### YOUR TASK
Each line that contains "tower" needs to be copied from the listing.

_ _ _ _ _ _ _

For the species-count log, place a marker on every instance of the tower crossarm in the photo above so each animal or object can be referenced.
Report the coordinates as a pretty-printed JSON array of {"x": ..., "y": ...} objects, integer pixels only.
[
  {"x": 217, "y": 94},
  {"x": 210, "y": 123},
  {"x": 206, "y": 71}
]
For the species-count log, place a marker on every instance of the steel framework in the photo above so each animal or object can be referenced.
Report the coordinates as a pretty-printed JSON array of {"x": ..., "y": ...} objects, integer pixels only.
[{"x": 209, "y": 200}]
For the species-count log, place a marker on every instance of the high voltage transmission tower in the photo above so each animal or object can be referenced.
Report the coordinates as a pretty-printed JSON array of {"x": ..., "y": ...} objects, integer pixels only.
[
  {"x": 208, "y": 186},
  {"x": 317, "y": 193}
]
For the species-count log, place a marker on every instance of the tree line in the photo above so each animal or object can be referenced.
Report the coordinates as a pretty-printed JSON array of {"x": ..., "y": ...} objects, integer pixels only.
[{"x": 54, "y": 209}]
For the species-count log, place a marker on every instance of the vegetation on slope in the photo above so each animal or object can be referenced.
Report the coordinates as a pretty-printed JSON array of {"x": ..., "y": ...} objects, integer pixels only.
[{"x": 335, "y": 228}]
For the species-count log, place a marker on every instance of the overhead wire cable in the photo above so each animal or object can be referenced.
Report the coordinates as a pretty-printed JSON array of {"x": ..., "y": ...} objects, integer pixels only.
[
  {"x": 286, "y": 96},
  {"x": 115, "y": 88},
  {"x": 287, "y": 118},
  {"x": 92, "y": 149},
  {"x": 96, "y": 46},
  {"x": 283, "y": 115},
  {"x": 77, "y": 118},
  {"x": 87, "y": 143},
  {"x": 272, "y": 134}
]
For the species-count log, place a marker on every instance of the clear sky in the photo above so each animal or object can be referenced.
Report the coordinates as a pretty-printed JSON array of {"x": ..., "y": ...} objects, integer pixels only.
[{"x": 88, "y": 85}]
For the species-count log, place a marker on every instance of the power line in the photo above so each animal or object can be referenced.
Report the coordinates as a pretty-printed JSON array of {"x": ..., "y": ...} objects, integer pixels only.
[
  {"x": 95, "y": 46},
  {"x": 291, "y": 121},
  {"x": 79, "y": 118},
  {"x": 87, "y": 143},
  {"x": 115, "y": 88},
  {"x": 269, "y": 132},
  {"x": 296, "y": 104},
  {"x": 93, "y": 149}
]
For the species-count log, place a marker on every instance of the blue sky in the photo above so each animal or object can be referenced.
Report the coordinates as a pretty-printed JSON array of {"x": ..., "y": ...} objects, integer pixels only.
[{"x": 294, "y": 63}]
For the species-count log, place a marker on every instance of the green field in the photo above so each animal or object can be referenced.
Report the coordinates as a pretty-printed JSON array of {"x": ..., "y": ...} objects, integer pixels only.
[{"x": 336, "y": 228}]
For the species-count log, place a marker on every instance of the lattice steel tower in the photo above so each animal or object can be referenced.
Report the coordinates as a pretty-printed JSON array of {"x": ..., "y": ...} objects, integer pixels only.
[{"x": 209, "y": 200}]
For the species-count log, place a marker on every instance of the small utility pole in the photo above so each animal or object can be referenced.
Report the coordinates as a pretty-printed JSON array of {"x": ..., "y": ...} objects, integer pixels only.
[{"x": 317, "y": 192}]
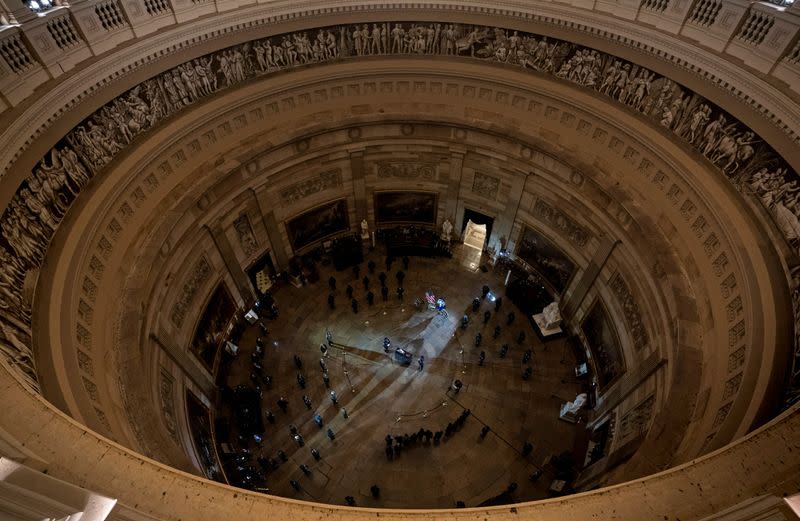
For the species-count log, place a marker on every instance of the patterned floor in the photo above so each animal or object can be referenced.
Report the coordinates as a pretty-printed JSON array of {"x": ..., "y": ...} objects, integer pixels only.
[{"x": 382, "y": 397}]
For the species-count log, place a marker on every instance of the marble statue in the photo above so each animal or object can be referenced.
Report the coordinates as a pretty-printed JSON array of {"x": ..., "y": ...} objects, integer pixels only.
[
  {"x": 552, "y": 315},
  {"x": 570, "y": 410},
  {"x": 447, "y": 230}
]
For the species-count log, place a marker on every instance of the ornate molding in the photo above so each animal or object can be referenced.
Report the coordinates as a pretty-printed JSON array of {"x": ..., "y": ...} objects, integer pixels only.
[
  {"x": 245, "y": 235},
  {"x": 166, "y": 393},
  {"x": 634, "y": 422},
  {"x": 576, "y": 233},
  {"x": 631, "y": 311},
  {"x": 310, "y": 186},
  {"x": 200, "y": 274},
  {"x": 485, "y": 185},
  {"x": 406, "y": 170}
]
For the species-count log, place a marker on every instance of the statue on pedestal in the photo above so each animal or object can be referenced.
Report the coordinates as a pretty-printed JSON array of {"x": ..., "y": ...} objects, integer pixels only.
[
  {"x": 570, "y": 410},
  {"x": 552, "y": 315},
  {"x": 447, "y": 229},
  {"x": 364, "y": 229}
]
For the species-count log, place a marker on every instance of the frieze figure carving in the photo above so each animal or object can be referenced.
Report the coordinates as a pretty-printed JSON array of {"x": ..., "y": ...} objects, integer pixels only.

_ _ _ _ _ _ _

### RESPONSE BELOW
For the species-count log, place a marker on every instance of the tower crossarm in the photo above so each animal or object can be referenced.
For the species-count log, place a marker on every instance of the high voltage transmission tower in the photo above so each animal or object can be referenced.
For the species-count log, place a marker on every instance of the lattice steel tower in the photo above so each animal or object can be referenced.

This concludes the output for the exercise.